Ваши задания:
1 – О чем говорится в отрывке о безличных и личностных отношениях? Ответьте двумя предложениями.
2 – Допишите следующую часть отрывка о безличных и личностных отношениях, начав сразу после его последнего предложения.

Предложенный отрывок:

______________________________

И все же как раз потому, что многие из наших взаимодействий имеют безличный характер, потребность в личностных отношениях становится особенно острой, даже можно сказать насущной. Мы часто замечаем, что чем больше мы зависим от каких-то не знакомых нам людей (о которых имеем самые смутные и приблизительные сведения, поскольку наши встречи с ними мимолетны и необязательны), тем сильнее наше желание расширить область личностных взаимоотношений с ними, стремление вызвать такие ожидания, которые могут возникнуть только в результате личных соглашений по поводу наших взаимодействий и не могут появиться даже при наилучшим образом осуществляющихся безличных отношениях. Негодование по поводу равнодушия безличного мира, наверное, сильнее всего ощущают молодые люди, готовые вот-вот покинуть теплый, уютный и удобный мир семьи, юношеской дружбы и вступить в жестокий, эмоционально холодный мир с его вечной заботой о хлебе насущном. Поэтому вполне понятны попытки вырваться, убежать из этого бездушного и бессердечного мира, в котором люди служат лишь средством (или им так кажется) для каких-то иных целей, не имеющих никакого отношения к их собственному счастью и нуждам. Некоторые беглецы пытаются установить коммуноподобные, замкнутые и самодостаточные малые анклавы[2], внутри которых разрешены только межличностные отношения. Однако такие попытки заканчиваются, как правило, неудачей и горькими разочарованиями. Единственное, в чем они убеждают участников подобных экспериментов, так это в том, что жизнь — очень сложная штука и не может держаться только на эмоциональной привязанности; сила эмоций, которую потребовало бы осуществление такого прожекта, очень скоро оказалась бы непомерной: даже вожделенный рай бесконечной любви при ближайшем рассмотрении может показаться адом взаимной озлобленности. Оказывается, что невероятные усилия, необходимые для сохранения высокого накала чувств на протяжение длительного времени, для предотвращения или снятия стрессов, вызываемых постоянными противоречиями между чувствами и повседневной реальностью, производят большее душевное опустошение по сравнению с теми усилиями, которые требуются для поддержания нарочитой холодности в случае альтернативных взаимоотношений.

______________________________

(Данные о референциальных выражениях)
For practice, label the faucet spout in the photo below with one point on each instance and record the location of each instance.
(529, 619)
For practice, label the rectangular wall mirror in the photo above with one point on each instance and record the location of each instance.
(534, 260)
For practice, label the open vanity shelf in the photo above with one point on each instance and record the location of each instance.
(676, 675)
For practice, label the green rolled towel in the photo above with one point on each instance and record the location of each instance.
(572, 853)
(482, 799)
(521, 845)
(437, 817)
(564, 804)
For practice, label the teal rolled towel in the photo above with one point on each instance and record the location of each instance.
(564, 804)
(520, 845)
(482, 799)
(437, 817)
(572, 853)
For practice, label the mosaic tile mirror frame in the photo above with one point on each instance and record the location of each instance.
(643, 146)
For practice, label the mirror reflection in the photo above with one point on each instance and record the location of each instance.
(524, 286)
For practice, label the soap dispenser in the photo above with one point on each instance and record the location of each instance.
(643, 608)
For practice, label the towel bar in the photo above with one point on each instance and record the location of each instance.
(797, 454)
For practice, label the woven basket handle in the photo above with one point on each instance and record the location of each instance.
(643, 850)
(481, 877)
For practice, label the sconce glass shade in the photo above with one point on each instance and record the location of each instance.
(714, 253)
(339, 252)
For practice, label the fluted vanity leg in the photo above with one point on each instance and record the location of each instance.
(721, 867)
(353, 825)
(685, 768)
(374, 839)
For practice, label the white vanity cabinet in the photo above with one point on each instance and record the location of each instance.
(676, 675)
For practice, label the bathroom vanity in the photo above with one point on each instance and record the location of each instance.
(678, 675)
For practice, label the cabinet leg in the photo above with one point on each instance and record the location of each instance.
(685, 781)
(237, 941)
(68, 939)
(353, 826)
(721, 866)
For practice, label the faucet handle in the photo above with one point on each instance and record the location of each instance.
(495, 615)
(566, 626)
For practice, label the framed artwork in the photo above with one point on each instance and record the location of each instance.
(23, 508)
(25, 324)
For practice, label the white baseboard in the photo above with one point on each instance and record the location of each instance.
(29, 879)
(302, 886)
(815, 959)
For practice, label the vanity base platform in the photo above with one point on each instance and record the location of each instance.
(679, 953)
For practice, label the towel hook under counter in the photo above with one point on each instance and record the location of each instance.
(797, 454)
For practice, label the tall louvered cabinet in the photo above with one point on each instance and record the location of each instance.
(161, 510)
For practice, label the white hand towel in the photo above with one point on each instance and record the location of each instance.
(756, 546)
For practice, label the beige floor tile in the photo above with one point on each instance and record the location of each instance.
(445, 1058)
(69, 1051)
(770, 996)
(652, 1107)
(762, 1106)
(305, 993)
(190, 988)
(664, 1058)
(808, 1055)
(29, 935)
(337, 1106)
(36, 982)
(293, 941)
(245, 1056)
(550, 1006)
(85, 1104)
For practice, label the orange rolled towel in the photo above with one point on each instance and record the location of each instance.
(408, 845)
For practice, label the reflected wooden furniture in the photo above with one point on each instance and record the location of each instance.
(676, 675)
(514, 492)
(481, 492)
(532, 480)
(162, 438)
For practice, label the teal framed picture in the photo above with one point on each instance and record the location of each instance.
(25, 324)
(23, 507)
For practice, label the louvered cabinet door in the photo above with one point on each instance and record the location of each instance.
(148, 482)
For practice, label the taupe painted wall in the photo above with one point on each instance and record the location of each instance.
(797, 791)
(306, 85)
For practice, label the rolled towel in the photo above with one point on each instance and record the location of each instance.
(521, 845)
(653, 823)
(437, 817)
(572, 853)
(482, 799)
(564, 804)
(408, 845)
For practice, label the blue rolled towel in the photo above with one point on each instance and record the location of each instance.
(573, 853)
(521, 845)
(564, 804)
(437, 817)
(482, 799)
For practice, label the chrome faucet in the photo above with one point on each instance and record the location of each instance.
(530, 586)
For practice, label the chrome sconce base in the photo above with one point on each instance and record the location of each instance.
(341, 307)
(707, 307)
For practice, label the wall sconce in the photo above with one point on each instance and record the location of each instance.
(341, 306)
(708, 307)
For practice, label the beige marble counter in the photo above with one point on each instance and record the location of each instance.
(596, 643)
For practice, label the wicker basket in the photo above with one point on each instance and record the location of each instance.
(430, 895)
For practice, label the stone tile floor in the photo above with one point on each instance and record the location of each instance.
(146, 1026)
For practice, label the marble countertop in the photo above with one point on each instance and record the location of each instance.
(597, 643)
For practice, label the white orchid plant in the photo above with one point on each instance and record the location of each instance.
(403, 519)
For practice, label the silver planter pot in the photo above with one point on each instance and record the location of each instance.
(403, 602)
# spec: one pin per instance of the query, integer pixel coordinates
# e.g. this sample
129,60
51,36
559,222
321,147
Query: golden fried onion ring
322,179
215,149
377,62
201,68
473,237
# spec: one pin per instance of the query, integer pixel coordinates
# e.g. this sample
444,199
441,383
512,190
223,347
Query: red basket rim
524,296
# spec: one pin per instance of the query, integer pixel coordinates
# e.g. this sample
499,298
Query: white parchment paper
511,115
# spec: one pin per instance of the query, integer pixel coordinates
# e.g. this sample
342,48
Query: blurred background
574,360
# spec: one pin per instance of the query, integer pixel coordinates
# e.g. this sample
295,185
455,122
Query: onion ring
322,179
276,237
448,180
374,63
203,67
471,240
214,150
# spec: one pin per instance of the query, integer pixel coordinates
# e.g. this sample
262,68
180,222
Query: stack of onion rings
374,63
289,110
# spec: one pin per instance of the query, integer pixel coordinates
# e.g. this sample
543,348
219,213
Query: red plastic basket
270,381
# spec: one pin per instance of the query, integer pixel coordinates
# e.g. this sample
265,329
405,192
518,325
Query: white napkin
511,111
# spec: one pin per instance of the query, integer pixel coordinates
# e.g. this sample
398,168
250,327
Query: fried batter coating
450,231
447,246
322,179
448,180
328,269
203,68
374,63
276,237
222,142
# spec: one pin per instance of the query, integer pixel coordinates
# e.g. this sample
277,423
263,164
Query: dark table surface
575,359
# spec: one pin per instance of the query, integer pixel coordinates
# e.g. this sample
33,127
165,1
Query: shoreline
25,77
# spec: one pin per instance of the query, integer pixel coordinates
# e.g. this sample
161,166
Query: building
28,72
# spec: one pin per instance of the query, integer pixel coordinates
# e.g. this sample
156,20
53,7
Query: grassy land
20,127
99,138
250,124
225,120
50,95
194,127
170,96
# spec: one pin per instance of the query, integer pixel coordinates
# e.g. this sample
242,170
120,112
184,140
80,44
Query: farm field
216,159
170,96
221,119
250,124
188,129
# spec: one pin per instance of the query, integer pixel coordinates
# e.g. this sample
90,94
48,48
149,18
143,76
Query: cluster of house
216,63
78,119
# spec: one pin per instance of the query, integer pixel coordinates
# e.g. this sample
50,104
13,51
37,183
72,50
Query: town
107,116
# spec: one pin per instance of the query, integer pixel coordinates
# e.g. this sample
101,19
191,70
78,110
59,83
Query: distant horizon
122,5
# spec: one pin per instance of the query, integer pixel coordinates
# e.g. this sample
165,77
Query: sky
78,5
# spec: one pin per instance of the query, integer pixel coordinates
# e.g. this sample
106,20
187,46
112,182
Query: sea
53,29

______________________________

Результаты по порядку:
1 – Чем сильнее мы зависим от малознакомых людей, с которыми нас связывают безличные взаимодействия, тем острее становится потребность в личностных отношениях, а равнодушие безличного мира сильнее всего ощущают молодые люди, покидающие теплый мир семьи и юношеской дружбы. Попытки беглецов создать замкнутые анклавы, где разрешены только межличностные отношения, как правило, заканчиваются неудачей: поддержание высокого накала чувств опустошает душу больше, чем нарочитая холодность.

2 –
Если межличностные отношения не могут полностью удовлетворить потребность в нормальной жизни, то они все же остаются ее неизбежной составной частью. Наше горячее желание «глубоких и целостных» личных взаимоотношений усиливается по мере того, как расширяется и становится менее проницаемой сеть безличных зависимостей, в которую мы вплетены. Я — работник компании, где зарабатываю жалованье; покупатель многих магазинов, где покупаю нужные мне (или кажущиеся мне таковыми) вещи; пассажир автобуса или поезда, который доставляет меня к месту работы и обратно; зритель в театре; полноправный член (т. е. с правом голоса) партии, которую я поддерживаю; пациент в кабинете врача, и у меня еще очень много других ролей в иных местах. В каждом из них, как я чувствую, присутствует лишь небольшая часть моего «Я», и мне приходится постоянно следить за собой, не позволяя остальной части моей личности вмешиваться в исполнение роли в другом месте, поскольку она (эта роль) относится к другому особому контексту, а в первом может и не приветствоваться. Таким образом, я нигде не чувствую себя самим собой в полной мере; нигде не чувствую себя, как дома. В конце концов, я начинаю ощущать себя совокупностью самых разных ролей, мною исполняемых, причем каждую в своем месте и среди различных людей. Но существует ли что-то такое, что связывает их? Кто я в итоге — каково мое истинное, настоящее «Я»?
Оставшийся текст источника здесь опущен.